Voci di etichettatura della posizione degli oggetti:
((

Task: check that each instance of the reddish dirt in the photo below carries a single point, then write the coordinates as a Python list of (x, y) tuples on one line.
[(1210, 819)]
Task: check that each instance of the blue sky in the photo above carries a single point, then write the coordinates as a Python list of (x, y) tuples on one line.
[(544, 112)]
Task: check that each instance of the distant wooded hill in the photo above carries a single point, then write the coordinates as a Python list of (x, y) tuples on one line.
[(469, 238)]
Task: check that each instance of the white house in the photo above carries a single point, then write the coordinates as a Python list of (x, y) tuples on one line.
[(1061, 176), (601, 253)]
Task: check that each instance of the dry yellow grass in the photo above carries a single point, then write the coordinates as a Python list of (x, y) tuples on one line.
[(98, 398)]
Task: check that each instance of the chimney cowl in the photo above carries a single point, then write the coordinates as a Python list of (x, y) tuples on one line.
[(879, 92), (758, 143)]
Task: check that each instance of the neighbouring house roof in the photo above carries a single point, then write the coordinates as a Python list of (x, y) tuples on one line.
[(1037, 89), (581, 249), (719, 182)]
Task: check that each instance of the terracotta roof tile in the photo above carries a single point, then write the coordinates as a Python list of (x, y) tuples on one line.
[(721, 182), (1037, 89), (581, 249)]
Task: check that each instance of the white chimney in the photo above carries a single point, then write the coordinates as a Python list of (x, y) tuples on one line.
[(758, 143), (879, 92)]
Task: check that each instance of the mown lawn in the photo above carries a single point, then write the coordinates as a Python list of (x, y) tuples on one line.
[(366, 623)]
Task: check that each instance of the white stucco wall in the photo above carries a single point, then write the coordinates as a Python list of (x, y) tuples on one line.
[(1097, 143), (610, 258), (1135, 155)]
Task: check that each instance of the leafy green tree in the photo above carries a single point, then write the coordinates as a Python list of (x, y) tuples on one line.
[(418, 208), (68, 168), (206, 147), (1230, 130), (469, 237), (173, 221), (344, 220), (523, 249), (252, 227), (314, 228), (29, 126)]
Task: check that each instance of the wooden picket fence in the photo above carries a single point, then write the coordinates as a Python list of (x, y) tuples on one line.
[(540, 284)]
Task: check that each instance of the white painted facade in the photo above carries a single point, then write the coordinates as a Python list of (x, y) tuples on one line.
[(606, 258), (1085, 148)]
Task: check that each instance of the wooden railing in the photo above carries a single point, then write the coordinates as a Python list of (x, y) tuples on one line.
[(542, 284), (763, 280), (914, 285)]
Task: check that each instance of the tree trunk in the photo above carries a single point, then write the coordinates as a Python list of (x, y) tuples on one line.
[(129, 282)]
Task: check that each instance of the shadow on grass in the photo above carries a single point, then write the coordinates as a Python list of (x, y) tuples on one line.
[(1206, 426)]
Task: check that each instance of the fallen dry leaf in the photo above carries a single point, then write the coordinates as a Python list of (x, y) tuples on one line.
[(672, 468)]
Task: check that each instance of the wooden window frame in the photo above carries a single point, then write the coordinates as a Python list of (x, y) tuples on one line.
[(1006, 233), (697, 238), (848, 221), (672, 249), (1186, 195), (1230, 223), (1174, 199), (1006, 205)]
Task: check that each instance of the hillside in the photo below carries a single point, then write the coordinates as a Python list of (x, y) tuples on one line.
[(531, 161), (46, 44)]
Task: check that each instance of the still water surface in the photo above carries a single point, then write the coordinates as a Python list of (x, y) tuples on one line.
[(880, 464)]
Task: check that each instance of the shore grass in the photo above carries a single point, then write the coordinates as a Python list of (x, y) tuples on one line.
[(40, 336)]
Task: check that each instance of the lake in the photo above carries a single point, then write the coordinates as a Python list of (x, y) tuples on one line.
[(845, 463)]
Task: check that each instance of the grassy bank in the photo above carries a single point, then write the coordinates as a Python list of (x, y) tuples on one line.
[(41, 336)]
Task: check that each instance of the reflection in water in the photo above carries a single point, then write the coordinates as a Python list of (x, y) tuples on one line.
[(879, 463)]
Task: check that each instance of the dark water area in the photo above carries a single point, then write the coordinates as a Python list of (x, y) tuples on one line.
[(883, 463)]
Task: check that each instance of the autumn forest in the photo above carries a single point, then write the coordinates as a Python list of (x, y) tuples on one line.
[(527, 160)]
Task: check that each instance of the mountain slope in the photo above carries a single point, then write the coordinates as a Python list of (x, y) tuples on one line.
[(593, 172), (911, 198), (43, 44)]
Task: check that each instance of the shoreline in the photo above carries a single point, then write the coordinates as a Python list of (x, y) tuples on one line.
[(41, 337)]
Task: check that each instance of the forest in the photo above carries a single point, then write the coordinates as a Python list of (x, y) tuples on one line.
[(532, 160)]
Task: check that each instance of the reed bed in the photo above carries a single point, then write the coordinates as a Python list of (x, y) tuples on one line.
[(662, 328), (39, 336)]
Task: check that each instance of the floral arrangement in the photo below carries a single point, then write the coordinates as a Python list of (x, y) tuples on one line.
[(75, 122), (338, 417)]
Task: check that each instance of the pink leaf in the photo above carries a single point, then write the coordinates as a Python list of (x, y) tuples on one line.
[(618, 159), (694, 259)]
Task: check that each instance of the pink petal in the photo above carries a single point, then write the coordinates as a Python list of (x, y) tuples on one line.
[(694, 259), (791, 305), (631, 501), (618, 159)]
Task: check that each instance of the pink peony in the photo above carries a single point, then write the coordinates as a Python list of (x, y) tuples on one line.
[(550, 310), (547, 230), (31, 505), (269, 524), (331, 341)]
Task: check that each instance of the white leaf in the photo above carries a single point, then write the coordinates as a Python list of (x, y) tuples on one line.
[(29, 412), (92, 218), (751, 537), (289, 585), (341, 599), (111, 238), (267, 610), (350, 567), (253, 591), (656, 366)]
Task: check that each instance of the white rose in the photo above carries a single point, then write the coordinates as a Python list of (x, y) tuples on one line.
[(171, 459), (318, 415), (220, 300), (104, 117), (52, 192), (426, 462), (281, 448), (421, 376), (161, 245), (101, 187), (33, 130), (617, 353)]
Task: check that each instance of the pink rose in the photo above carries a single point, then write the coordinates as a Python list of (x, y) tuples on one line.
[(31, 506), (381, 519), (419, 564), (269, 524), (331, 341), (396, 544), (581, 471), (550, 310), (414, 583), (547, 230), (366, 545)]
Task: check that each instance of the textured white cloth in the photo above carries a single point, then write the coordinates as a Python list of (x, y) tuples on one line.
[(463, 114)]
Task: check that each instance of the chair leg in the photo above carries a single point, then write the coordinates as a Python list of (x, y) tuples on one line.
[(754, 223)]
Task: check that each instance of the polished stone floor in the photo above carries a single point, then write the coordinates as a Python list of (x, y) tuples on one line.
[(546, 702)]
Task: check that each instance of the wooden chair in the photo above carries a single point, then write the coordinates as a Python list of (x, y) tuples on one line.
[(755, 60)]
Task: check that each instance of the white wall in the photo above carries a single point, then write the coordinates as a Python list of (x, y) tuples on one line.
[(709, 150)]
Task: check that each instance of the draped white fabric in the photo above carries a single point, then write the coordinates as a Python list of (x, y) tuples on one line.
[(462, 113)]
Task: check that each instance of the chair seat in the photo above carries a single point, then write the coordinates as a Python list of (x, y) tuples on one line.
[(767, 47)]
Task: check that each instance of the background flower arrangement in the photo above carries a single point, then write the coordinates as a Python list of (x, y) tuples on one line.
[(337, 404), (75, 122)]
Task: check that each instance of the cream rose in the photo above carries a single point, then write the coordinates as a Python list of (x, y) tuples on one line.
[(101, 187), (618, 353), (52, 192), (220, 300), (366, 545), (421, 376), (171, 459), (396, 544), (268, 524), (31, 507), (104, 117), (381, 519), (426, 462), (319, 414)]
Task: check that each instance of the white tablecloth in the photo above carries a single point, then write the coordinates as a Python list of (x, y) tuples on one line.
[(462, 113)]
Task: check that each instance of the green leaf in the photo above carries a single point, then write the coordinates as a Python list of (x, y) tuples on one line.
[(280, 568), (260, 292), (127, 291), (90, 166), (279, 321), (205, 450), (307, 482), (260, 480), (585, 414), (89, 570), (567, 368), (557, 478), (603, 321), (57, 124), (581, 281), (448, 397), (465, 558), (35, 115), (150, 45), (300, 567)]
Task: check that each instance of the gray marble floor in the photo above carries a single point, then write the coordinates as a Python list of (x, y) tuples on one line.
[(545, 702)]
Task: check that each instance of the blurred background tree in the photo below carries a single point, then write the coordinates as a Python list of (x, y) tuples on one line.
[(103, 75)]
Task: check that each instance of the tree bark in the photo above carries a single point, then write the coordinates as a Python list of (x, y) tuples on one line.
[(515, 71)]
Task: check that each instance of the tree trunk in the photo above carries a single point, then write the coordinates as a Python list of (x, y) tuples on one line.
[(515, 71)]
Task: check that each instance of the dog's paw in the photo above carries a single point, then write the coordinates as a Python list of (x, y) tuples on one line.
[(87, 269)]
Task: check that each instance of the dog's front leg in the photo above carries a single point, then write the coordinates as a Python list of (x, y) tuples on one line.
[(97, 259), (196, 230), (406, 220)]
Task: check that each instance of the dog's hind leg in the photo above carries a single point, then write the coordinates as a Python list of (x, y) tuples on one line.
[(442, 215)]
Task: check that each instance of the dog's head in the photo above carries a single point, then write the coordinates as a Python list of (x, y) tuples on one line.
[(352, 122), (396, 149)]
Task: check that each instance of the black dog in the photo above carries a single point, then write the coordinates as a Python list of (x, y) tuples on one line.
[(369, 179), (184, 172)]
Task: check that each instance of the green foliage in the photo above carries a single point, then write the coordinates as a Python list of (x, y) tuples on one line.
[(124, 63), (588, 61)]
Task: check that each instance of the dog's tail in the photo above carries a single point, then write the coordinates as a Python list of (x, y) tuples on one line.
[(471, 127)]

))

#### CONSEGNA:
Riscrivi come elenco numerato le righe comprese tra quella che contiene "Task: check that each instance of the shoreline" e quella che contiene "[(550, 310), (547, 230), (31, 505), (269, 524), (331, 341)]", entrambe incluse, omettendo le righe vuote.

#### RISPOSTA QUI SOTTO:
1. Task: check that each instance of the shoreline in the photo above carries a single point, then write the coordinates as a Python list of (x, y) tuples on one line.
2. [(41, 337)]
3. Task: check that each instance of the forest in the photo above carries a single point, then write the coordinates as a Python list of (x, y) tuples on one line.
4. [(532, 160)]
5. Task: check that each instance of the reed bed in the photo above carries a single point, then write the coordinates as a Python list of (x, y) tuples on one line.
6. [(662, 328), (39, 336)]
7. Task: check that each instance of the floral arrangement in the photo below carries a single point, then write the coordinates as a Python list of (x, y) tuples on one line.
8. [(75, 122), (338, 417)]
9. Task: check that each instance of the pink leaf in the photo above carries a single point, then write the coordinates as a Python list of (x, y) tuples on one line.
10. [(618, 159), (694, 259)]
11. Task: check that each instance of the pink petal in the photo above carries a single point, then write the coordinates as a Python list of (x, y) tuples on one line.
12. [(694, 259), (791, 305), (631, 501), (618, 159)]
13. Task: check that each instance of the pink peony in the photo above carries a single point, then write the coordinates as a Python list of (x, y) tuples on one line.
14. [(550, 310), (547, 230), (31, 505), (269, 524), (331, 341)]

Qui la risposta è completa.